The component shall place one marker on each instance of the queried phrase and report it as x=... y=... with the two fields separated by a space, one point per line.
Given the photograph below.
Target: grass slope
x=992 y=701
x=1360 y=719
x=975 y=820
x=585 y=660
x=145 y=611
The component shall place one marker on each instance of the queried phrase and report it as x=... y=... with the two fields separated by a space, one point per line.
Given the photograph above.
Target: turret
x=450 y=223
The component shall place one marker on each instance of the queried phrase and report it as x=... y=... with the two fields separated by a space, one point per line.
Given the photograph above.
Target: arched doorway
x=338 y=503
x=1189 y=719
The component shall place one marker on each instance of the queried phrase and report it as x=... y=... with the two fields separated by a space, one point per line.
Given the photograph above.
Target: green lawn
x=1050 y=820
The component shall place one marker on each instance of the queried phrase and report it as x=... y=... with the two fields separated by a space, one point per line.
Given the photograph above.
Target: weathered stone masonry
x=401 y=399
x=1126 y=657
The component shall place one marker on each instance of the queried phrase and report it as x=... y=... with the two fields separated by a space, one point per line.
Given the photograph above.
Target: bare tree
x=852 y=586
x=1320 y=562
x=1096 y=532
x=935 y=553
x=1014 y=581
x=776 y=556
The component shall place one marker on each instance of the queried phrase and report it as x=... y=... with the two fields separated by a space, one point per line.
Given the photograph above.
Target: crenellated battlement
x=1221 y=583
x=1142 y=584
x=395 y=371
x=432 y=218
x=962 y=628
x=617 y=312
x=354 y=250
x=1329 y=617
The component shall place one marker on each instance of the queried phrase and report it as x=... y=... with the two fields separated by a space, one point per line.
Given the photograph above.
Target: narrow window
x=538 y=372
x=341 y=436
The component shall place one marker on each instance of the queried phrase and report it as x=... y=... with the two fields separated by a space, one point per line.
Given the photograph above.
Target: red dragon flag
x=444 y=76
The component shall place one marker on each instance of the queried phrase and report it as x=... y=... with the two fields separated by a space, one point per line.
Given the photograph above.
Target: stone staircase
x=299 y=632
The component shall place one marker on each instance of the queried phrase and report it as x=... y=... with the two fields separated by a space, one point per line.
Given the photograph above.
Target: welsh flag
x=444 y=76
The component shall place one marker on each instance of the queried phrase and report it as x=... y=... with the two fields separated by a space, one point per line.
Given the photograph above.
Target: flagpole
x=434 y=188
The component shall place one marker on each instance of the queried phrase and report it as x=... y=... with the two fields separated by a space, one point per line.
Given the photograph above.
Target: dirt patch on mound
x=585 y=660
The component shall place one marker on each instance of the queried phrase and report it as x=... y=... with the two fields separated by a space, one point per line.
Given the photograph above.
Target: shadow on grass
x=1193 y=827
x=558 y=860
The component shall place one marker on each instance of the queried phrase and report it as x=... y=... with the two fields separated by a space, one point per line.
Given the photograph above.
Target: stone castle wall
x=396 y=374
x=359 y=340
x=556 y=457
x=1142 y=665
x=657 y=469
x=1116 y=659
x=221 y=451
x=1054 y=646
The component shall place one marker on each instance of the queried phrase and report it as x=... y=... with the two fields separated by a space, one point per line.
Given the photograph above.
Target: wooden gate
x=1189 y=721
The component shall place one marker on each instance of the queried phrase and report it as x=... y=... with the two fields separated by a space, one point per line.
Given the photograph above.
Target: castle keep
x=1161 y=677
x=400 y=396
----------------------------------------
Transcribe the full listing, matching it exactly.

ANSWER SECTION.
The component shall place one marker on each instance of the queried phrase and report it as x=... y=... with the two fields separated by a space, one point per line.
Given the photograph below.
Target: grass slope
x=992 y=701
x=1360 y=719
x=975 y=820
x=585 y=660
x=145 y=611
The component shall place one marker on each instance of the queried phrase and report it as x=... y=... with the two fields separated by a space, one point per line.
Given the photograph above.
Target: turret
x=450 y=223
The component shall place one marker on each instance of the queried phrase and report it as x=... y=... with the two fields separated by a space, one point per line.
Given the photograph above.
Target: arched doorway
x=338 y=503
x=1189 y=719
The component shall place one marker on each instance of the queried phrase and report it as x=... y=... with the two fields separated by a space, one point per line.
Given the photograph above.
Target: green lawn
x=1050 y=820
The component shall place one marker on each instance of the queried phrase and report it as x=... y=... with the two fields separated by a space, one point per line.
Given the photograph above.
Target: weathered stone masonry
x=401 y=399
x=1126 y=657
The component shall place one marker on each instance of the queried phrase and report it as x=... y=... with the two fields separated by a space, one point per line.
Given the photograph above.
Target: bare tree
x=852 y=586
x=1320 y=562
x=1096 y=532
x=935 y=553
x=1014 y=581
x=776 y=556
The component shall place one marker on each instance of the queried phrase and report it as x=... y=... with the two fields separated by a space, one point per line.
Given the photograph above.
Target: crenellated battlement
x=1221 y=583
x=1142 y=584
x=395 y=371
x=432 y=218
x=962 y=628
x=617 y=312
x=354 y=250
x=1329 y=617
The component shall place one marker on each instance of the queried phrase and report it as x=... y=... with the two fields separated by a space, one point per line.
Given the photograph above.
Target: narrow window
x=538 y=372
x=341 y=436
The component shall place one marker on each instance of the queried phrase and report it as x=... y=... with the two fields separated by a space, one point per line.
Given the photograph above.
Target: red dragon flag
x=444 y=76
The component shall place one marker on each instance of the queried phrase and report it as x=... y=... with the two fields separated by a space, one point per line.
Given the photograph above.
Target: stone staircase
x=299 y=632
The component shall place one marker on each instance of the queried phrase and report it as x=... y=... with the two fields separated by a space, one point per line.
Given the photograph above.
Target: welsh flag
x=444 y=76
The component shall place one marker on each instance of the queried phrase and report it as x=... y=... with the two fields separated by a space, one point per line.
Given the photograph above.
Target: flagpole
x=434 y=188
The component shall place one marker on each instance of the queried phrase and report it as x=... y=... with the two fields separated by a space, one point per line.
Given the photograph above.
Target: dirt patch on mound
x=585 y=660
The component shall place one marker on each instance of the queried phrase and report it as x=... y=... with the two fields separated by a space, one point per line.
Given the photograph above.
Target: shadow on grass
x=1193 y=827
x=558 y=860
The component shall place one marker on each instance of the queried phrase and report it as x=... y=... with the two fields separated by a space, one point per line.
Given the photograph above.
Target: stone castle wall
x=396 y=374
x=359 y=340
x=556 y=457
x=1142 y=665
x=657 y=469
x=1116 y=659
x=221 y=451
x=1054 y=646
The component shall place one marker on each instance of the queried phrase and report it as x=... y=... with the two fields separated by a space, one point per line.
Given the photograph above.
Target: wooden gate
x=1189 y=721
The component shall place one marker on each instance of the queried phrase and report it as x=... y=... with the two fields separated by a space, one point per line.
Given the photograph above.
Target: castle keep
x=1161 y=677
x=400 y=396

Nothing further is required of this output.